● What you need to do
A - In the passage on dashboard widgets, what three ways of giving context to data are recommended?
B - Go on with the passage on dashboard widgets, starting after its final sentence.

● Given text
A widget might display many types of data, from sales numbers to CPU utilization. But those numbers are useless without context. If I gave you a gauge widget titled “Cash on hand” and that number read $2,000,000, is that good or bad? Well, it depends on a lot of factors. Are we normally keeping $18,000,000 on hand? What is cash on hand used for? If it’s lunch money, it’s probably way too much and could be put to better use through investments.

The point is that sometimes simply displaying data isn’t enough. You need to give that data context of whether it’s good or bad. I recommend giving context to data in three main ways: through color, threshold lines, and time comparisons.

4.3.1 Giving context through color

Giving context through color can be extremely easy, because most of us are already wired to associate certain colors with a particular meaning. With absolutely no context, if I were to show you a green light, you’d most likely think, “go” or “OK.” If I showed you a red light, you’d most likely think, “stop” or “danger.” You can use this wiring to your advantage to use color as a means of providing context, specifically with gauge numbers.

Most tools provide an easy way to color-code a value or to annotate the widget with a symbol when values are within a range or threshold. With this functionality, you can determine the thresholds for gauge values and dynamically color-code them appropriately. This enables users of the dashboard to quickly look at a widget and determine whether things are good or bad, just based on the color of the value or the annotation added to it. But remember to use common colors that are universally recognized: green for OK, yellow for warning, and red for danger. If you want to add more than these colors, that’s fine, but make sure your colors are transitioning through this spectrum.

It can be extremely confusing when these rules are violated. I remember going to a data center once where the hard drive lights had accidentally been wired incorrectly, so all the lights on the drives were red! I went into quite a shock when I thought the entire disk array had failed, only to be told about the mix-up a few minutes later. Everything was fine, and I was able to delete my LinkedIn post about finding a new job before anyone saw it, but that’s probably an experience that everyone has when they first visit. Remember to make sure you stick with the boring green/yellow/red pattern. If you need additional colors for whatever reason, make them along the spectrum between those colors (green to yellow, and yellow to red).

4.3.2 Giving context through threshold lines

If I’m looking at a graph, the context of that graph can change greatly based on the time horizon I’m looking at. For example, if the orders per second metric has been bad for four hours, but I’m looking at only the last hour of data, I might not realize that there’s been a significant change. The number looks perfectly steady. But if I zoom out, I can quickly see that something significant has happened!

When you design your widget, you’re never certain that users will be viewing it within the appropriate time horizon to get the context of previous values. You can solve this by giving the user context via threshold lines. Threshold lines are additional lines in the graph that are static, indicating the maximum values for that widget. This way, no matter what your time horizon is when you look at the widget, you can see that you’re below whatever limit there should be. Take a look at figure 4.5 and try to determine whether this graph is in a good or bad state.

Excerpts of labeled region data
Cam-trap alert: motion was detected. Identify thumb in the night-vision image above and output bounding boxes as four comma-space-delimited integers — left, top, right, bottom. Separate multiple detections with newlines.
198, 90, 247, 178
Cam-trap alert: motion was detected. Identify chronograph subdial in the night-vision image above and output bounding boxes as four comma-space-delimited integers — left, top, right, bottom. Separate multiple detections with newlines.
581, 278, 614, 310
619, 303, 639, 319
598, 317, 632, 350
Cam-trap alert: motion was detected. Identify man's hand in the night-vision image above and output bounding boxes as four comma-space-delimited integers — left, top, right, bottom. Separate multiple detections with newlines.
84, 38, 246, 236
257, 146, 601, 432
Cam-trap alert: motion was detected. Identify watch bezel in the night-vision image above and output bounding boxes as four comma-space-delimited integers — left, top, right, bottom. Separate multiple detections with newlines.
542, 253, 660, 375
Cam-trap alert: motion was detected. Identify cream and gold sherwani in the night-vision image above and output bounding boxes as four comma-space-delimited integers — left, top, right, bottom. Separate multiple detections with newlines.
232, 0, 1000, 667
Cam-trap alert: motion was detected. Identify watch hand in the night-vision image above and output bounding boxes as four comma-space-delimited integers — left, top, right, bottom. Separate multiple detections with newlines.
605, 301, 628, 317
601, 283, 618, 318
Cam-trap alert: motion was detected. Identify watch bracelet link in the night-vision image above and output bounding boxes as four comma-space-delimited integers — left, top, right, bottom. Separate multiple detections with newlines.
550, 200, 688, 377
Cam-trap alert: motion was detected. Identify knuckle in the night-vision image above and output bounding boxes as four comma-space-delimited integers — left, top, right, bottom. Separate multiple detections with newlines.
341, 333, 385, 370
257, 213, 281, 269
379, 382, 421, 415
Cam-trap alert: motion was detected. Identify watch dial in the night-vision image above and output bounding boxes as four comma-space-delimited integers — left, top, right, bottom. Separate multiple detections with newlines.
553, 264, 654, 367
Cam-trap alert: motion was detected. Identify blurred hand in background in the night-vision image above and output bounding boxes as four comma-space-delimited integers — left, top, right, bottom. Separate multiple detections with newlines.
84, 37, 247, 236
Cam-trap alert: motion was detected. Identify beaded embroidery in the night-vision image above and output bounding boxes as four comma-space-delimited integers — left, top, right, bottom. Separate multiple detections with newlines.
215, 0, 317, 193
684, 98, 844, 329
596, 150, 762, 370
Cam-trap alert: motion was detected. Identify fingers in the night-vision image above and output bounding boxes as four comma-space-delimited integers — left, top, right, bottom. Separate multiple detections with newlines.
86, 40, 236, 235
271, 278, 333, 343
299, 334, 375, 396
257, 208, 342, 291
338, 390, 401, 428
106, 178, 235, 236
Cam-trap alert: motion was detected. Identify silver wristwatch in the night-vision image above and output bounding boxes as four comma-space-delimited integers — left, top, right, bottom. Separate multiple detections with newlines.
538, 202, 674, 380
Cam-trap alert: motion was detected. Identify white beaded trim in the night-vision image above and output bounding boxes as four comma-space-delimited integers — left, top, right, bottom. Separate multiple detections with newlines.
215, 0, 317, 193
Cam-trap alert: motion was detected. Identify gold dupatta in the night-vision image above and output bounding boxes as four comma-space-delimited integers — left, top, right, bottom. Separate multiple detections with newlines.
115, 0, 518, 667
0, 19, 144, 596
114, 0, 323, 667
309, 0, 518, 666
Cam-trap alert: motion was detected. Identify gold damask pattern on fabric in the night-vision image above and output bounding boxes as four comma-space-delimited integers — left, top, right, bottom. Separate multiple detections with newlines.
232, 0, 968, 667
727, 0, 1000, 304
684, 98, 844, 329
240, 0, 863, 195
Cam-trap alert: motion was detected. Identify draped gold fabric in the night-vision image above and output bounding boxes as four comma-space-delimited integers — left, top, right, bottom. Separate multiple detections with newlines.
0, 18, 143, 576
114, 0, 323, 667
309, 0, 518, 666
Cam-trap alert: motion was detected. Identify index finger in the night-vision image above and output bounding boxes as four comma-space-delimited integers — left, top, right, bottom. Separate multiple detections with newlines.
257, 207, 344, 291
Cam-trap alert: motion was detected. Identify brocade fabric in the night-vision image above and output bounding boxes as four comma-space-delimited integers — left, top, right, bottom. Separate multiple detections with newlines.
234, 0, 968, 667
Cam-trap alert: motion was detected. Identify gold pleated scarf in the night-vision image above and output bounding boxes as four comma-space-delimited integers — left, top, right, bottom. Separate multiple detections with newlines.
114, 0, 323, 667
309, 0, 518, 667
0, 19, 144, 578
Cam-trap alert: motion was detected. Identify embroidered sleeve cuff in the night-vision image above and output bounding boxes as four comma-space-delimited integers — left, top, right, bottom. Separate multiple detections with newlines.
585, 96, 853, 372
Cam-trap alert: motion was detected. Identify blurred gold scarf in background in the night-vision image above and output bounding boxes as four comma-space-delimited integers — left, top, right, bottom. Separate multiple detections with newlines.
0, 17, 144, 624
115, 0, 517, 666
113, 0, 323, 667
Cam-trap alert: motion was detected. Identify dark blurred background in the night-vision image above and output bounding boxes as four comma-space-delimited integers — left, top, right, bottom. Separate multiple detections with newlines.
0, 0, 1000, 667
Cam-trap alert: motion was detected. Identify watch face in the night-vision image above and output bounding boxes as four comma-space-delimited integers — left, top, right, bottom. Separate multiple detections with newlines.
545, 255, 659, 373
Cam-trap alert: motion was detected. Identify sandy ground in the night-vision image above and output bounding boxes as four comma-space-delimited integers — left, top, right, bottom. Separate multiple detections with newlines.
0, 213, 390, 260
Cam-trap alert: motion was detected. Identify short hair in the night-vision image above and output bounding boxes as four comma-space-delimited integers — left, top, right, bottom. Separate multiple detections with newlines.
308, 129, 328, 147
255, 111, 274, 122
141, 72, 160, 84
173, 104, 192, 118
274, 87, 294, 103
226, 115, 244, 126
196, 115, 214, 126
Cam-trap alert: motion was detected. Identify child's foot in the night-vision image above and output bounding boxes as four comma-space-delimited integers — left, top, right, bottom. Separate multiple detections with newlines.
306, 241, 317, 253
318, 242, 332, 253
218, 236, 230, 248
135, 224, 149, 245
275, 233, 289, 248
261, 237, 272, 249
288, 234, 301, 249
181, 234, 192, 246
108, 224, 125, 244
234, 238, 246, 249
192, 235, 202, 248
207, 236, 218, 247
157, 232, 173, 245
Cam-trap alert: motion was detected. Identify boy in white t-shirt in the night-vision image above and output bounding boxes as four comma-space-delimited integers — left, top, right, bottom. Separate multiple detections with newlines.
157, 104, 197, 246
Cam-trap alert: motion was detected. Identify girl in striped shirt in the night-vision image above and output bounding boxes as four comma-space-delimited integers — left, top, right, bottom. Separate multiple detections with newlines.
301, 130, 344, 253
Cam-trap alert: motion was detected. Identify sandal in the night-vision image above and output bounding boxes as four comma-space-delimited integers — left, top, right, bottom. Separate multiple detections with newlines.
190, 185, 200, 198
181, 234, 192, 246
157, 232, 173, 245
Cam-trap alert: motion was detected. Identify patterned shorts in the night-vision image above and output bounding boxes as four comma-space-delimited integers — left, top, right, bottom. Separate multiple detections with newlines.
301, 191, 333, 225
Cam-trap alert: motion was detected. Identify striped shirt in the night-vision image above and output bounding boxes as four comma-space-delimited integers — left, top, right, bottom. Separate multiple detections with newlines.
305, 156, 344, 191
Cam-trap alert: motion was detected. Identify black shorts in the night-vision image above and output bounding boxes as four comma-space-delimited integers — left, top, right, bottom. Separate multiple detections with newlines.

● Answer list
A - Color, threshold lines, and time comparisons.

B -
Figure 4.5 A graph that uses threshold lines

Without knowing anything about the graph or what a RabbitMQ file descriptor is, you can probably tell that this graph is in a good state. The dotted line represents the threshold for this particular graph. The color-coding of the threshold line is a deliberate choice as well. The threshold is red to indicate that this is a bad threshold or a bad line to cross. Now if this were a green line, it might send a different connotation, making you surmise that the metric needs to be above the threshold to be considered healthy. The power of colors!

Another thing you’ll notice is that the threshold line is dashed. This is to draw attention to it so that it doesn’t blend in with other metric data. If your other metric data is displayed as dashed lines, consider changing the threshold lines to solid. Just be sure that you can easily differentiate them from other metric lines.

4.3.3 Giving context through time comparisons

In a lot of workloads, your metric pattern might be variable based on the time of day. This could be due to factors like when your users are online, when certain background processing occurs, or just a general increase in load. Sometimes it’s helpful to understand whether the metric data you’re seeing is an outlier or is matching up with previous norms. The best way to do this is a time-comparison overlay.

With a time-comparison overlay, you’re taking the metrics from the previous 24 hours and applying those datapoints in the same graph, but with slightly different display criteria. In figure 4.6, you can see that database read latency is being compared over a 24-hour period.

Figure 4.6 Displaying historical metrics on top of the current metrics to give additional context

Now when looking at a particular spike, you can easily see that it is pretty consistent with historical behavior. But be careful how much value you assign historical performance. Just because something performed this way yesterday doesn’t mean it’s not a problem. It’s just not a new problem, and that’s a subtle difference.

If what you’ve been investigating is something new that’s been happening within the last, say, hour, then the historical performance shows that nothing has changed with the pattern of this metric. Your application is doing just as bad as it was yesterday. But if you were looking for general performance improvements, tuning for this historically high volume could be beneficial. The devil is in the details.

4.4 Organizing your dashboard

Now that you have your widgets, you’re ready to start logically organizing your dashboard. You should think about the users and the key bits of information they will need when viewing this dashboard. Think of the big two to four items that you think will be the most likely reason your intended users are coming to the dashboard. For checking on things like website performance health, you want to see response-time latency, requests per second, and request error rate as your top three dashboards. When doing investigative research, these three datapoints are probably going to be the things you look at first. If they’re performing well and you can find that out quickly, you can then move to the next possible source of the problem in quick fashion.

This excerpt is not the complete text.